# Given text
___

Incomplete info in documentation regarding the combinations for `<group>=NA` and `re_formula=NULL` #1652

mattansb · 2024-05-12T06:44:30Z

Currently, the cods for prepare_predictions() read:

newdata
[...] NA values within factors are interpreted as if all dummy variables of this factor are zero.
re_formula
[...] If NULL (default), include all group-level effects; if NA, include no group-level effects.

The newdata argument seems to suggest that setting newdata = data.frame(..., group = NA) should have the same effect as re_formula = NA since in both cases the group-specific coefficients are set to 0.

But this is not the case.

Instead, it seem that

prepare_predictions(
  newdata = data.frame(..., group = NA), 
  re_formula = NULL, # default
  allow_new_levels = FALSE # default
)

is closer to

prepare_predictions(
  newdata = data.frame(..., group = "<NEW>"), 
  re_formula = NULL, # default
  allow_new_levels = TRUE
)

(even though newlevels throw an error when allow_new_levels = FALSE).

It is not clear which of sample_new_levels = c("uncertainty", "gaussian") is used in this case.

___

# Source material
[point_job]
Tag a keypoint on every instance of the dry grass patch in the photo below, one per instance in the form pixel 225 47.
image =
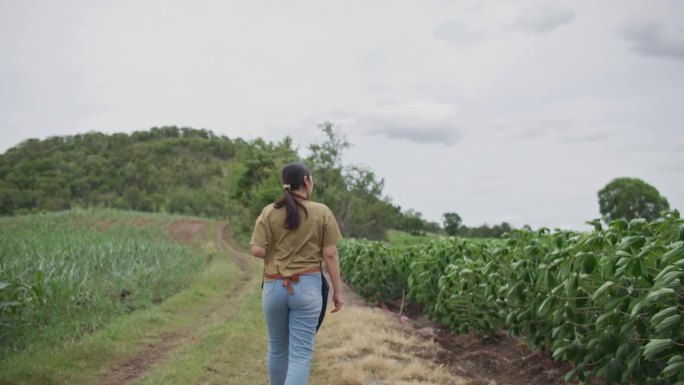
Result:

___

# Activity 1
Repeat the portion of the issue between "is closer to" and "allow_new_levels = FALSE).", inclusive.
# Activity 2
List every name that the issue sets to a value with an equals sign.
# Activity 3
Answer these questions from the issue:
(a) According to the quoted documentation, how are NA values within factors interpreted?
(b) What is the default value of re_formula?
(c) Which two options are given for sample_new_levels?

# Task response 1
is closer to

prepare_predictions(
  newdata = data.frame(..., group = "<NEW>"), 
  re_formula = NULL, # default
  allow_new_levels = TRUE
)

(even though newlevels throw an error when allow_new_levels = FALSE).

# Task response 2
newdata
group
re_formula
allow_new_levels
sample_new_levels

# Task response 3
(a) They are interpreted as if all dummy variables of that factor are zero.
(b) NULL.
(c) "uncertainty" and "gaussian".